▶ [SET EXERCISE]
Repeat every line of these records word for word, but leave out the pictures.

▶ [Entries from a dataset]
begin
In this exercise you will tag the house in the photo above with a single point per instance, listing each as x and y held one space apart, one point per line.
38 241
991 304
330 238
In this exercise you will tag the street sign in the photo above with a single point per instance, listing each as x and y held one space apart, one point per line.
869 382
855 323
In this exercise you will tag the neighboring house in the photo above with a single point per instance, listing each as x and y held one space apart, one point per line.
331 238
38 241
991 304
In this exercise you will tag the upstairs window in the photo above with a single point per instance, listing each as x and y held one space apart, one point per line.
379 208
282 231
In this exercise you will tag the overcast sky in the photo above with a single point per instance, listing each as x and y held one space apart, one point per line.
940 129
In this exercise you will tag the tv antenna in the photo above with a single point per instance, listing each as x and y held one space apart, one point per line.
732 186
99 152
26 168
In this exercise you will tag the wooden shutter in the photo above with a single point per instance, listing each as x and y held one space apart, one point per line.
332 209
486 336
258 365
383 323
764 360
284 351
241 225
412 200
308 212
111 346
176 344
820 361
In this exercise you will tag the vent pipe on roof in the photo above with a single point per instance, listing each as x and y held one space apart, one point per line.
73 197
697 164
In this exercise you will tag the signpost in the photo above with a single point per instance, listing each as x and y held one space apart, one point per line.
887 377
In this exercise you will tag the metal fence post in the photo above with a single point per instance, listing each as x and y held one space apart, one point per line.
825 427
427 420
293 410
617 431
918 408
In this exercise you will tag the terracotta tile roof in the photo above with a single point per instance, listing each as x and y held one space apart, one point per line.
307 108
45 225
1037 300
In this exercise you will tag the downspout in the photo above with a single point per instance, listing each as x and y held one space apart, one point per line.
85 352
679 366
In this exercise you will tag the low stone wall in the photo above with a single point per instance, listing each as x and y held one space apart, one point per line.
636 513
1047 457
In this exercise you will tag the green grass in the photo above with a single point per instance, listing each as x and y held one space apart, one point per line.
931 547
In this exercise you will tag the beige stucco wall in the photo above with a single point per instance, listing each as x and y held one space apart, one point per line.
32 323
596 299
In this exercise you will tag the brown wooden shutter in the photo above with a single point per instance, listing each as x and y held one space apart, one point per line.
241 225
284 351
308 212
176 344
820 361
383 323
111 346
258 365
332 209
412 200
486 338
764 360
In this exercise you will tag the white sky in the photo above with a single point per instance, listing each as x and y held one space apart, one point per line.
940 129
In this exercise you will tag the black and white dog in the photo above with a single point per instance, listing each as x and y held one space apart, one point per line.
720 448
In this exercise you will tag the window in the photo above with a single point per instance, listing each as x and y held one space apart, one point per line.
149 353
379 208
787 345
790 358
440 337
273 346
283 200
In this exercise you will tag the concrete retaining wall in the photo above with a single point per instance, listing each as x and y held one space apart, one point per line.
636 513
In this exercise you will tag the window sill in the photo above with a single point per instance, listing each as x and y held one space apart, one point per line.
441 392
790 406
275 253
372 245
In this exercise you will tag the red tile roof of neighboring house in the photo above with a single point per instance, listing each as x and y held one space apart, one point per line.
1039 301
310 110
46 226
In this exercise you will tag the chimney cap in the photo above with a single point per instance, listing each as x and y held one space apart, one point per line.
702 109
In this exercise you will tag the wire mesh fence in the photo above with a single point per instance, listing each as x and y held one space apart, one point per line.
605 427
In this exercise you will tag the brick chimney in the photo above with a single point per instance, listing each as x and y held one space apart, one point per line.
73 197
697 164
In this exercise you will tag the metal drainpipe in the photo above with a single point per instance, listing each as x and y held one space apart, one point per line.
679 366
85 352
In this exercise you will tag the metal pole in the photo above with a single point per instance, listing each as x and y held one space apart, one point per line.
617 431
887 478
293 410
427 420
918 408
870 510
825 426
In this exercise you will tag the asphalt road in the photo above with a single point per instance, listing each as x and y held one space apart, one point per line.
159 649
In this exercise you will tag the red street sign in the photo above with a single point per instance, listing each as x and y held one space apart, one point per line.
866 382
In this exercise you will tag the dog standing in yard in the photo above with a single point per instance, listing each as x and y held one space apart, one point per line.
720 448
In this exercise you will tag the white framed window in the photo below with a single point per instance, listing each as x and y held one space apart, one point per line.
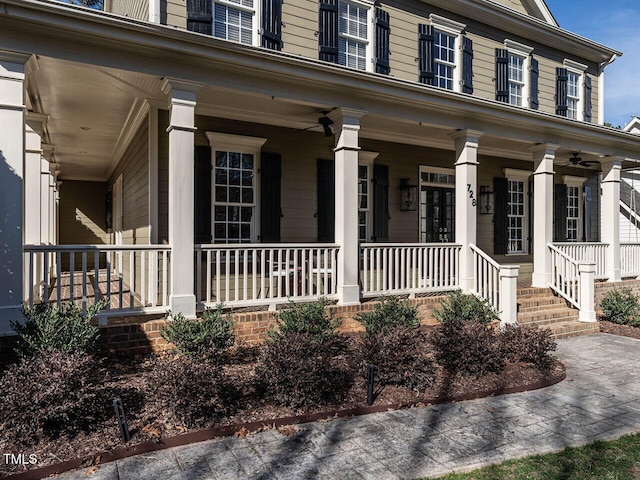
517 186
574 207
518 72
447 55
575 81
234 189
354 46
236 20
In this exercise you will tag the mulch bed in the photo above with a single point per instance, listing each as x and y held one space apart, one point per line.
622 330
149 427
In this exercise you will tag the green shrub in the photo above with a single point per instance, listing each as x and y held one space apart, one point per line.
401 356
391 313
188 389
528 344
465 308
470 348
308 318
50 394
301 369
211 333
64 329
621 306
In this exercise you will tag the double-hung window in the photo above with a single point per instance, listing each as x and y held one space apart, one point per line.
235 20
353 35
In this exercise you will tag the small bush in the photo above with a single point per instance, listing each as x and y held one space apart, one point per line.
65 329
470 348
391 313
401 357
303 370
209 334
50 394
188 389
621 306
528 344
466 308
308 318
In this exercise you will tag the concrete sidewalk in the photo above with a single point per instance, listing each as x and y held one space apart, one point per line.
597 401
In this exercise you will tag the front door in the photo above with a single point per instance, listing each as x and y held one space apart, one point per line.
437 209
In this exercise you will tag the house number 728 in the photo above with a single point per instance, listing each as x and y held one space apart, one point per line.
474 202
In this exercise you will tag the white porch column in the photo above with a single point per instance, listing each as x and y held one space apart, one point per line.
181 187
543 156
12 111
466 142
610 214
346 127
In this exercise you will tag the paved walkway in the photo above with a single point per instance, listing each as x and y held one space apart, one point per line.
598 400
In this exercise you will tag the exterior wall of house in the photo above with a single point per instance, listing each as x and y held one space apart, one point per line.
129 8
end
▶ [RESPONSE BELOW]
In this exercise you will tag the house in the photo above with a single point per instance, listing each as x and y held one space apart, one point per line.
38 241
991 304
330 238
In this exercise you will tag the street sign in the photo above with a single point per instance, listing each as x and y held one space apart, one point per line.
869 382
855 323
In this exercise you will tag the neighboring house in the photo above with a single point per instance, listing each as x and y held one space apart, one point per line.
331 238
38 241
991 304
In this exercise you will tag the upstairs window in the photo above with a single point per instance, listing each as x and y held one space apart, one point per line.
379 208
282 231
In this exercise you will tag the overcast sky in the photo above with a single point per instance, listing each as x and y held one space apart, one point per line.
940 129
In this exercise you will tag the tv antenna in the photo above with a single point per instance, listing each as x and y held one space apart, one point per line.
732 186
99 152
26 168
In this exercise you will tag the wooden shutter in the photo above with a single point per instance, listing each as x and y held one space apart, one point per line.
332 209
486 336
258 365
383 323
764 360
284 351
241 225
412 200
308 212
111 346
176 344
820 361
In this exercise you will tag the vent pipe on roof in the photo above with a single point per instance, listing each as x and y held one space apart, one point per line.
73 197
697 164
In this exercise you will tag the signpost in the photo above with a single point per instance, listing each as x and y held one space apart, one point per line.
887 377
In this exercise you will tag the metal fence post in the photo above with a single point per instance, listing each as x and y held one space apart, one point per line.
825 427
427 420
293 410
617 431
918 408
In this exercise you will tag the terracotta tile roof in the photo above with a single point per instance, listing each as x and y held one space apart, one point per line.
307 108
45 225
1037 300
In this exercise you will tag the downspout in the photo above with a single point per instance, listing each as x and y held one space apart, one point per line.
85 352
679 366
In this exercise you will tag the low stone wall in the photo above with a single point per instance, listing each as x and y held one space apart, one point per line.
636 513
1047 457
In this exercise you will tag the green grass in the photo above with a single point per instance, listing each as x and y held one space apart, one point per line.
931 547
In this exercise you will tag the beige stucco wall in the photo above with a single point per instance, listing each as x and y held one space apart, one point per line.
32 323
596 299
In this exercise you will tag the brown wooden shutter in the photo above with a single point per instance, listing each as x and y held one space apart, one point per line.
241 225
284 351
308 212
176 344
820 361
383 323
111 346
258 365
332 209
412 200
486 338
764 360
In this exercise you will tag the white sky in the photo above with a single point per instance, listing each as x and y held one space apart, one point per line.
940 129
In this exercise you will tag the black and white dog in the photo above with a single point per instance, listing each as x and y held one space apart, one point per line.
720 448
In this exercise you will tag the window in the photo above with a single point per instance, listing each as x and y held one space apart, one point per line.
149 353
379 208
787 345
790 358
440 337
273 346
283 200
In this exercise you will tag the concrete retaining wall in the photo above with a single point per instance, listing each as x and y held one space apart, one point per line.
636 513
In this exercise you will tag the window sill in the photo above with a single point per instance, listing each as x and y held one space apart, one point per line.
441 392
790 406
275 253
372 245
In this exercise you will tag the red tile roof of neighboring house in the photo above with a single point per instance, listing each as x and y held one space apart, one point per line.
1039 301
310 110
46 226
In this exercise you will tag the chimney cap in the photo above with a single point per instance, listing each as x and y held one space apart, one point per line.
702 109
In this exercise you will tag the wire mesh fence in the photo above with a single point per instance, listing each as x and y held one space apart, one point per line.
605 427
In this exercise you will tag the brick chimney in the photo above with a single point per instance, listing each as x and y held one space apart, one point per line.
73 197
697 164
In this exercise you will tag the metal drainpipe in the photo above with a single point per instance, listing each as x and y held one space apart, one point per line.
679 366
85 352
In this exercise you will tag the metal pole in the photo above with a single point per instance, listing each as x and y held one space apart, one point per line.
617 431
887 478
293 410
427 420
918 408
870 510
825 426
In this exercise you will tag the asphalt road in the photo above with a single point per instance, listing each as x and y held one space apart, one point per line.
159 649
In this exercise you will tag the red street sign in the photo above with a single point per instance, listing each as x and y held one space apart, one point per line.
866 382
In this exercise you will tag the dog standing in yard in the photo above with a single point per instance, listing each as x and y held one space apart, one point per line.
720 448
In this exercise you will tag the white framed window in the photo below with a single point per instance, listing each as x and y held one space apart, one point per line.
517 186
574 207
518 72
447 55
575 81
234 189
354 46
236 20
In this exercise you will tag the mulch bed in the photo above with a single point per instance, listing each as x and y held one space apart, one point per line.
622 330
149 427
In this exercise you will tag the green shrub in the photo above with a single point per instance, listing each as x and y held one space apart, one point per line.
401 356
391 313
188 389
528 344
465 308
470 348
308 318
50 394
301 369
211 333
64 329
621 306
In this exercise you will tag the double-hung window in the photo above with a single point per instance, listing each as x and y held one space apart, one point per line.
235 20
353 35
In this exercise you will tag the small bush in the photo above with a single point per instance, listing each as x and y held one space apart, one point per line.
65 329
470 348
391 313
401 357
303 370
209 334
50 394
188 389
621 306
528 344
466 308
308 318
In this exercise you will tag the concrete sidewalk in the photo above with a single point per instance, listing each as x and y held one space apart, one point per line.
597 401
In this exercise you will tag the front door in the photo above with a single point per instance, listing each as x and y held one space apart, one point per line.
437 209
In this exercise you will tag the house number 728 in the photo above with a single point per instance, listing each as x and y held one space apart, one point per line.
474 202
In this exercise you will tag the white porch column in the photo above with a single point per instance, listing each as x and y held one space apart, one point per line.
181 187
543 156
12 111
466 142
610 214
346 127
In this exercise you will tag the paved walkway in the photo above with a single point per instance, listing each as x and y held one space apart, one point per line.
598 400
In this exercise you will tag the exterior wall of house in the photo above with a single point per instance, listing each as x and y held one space apart, one point per line.
129 8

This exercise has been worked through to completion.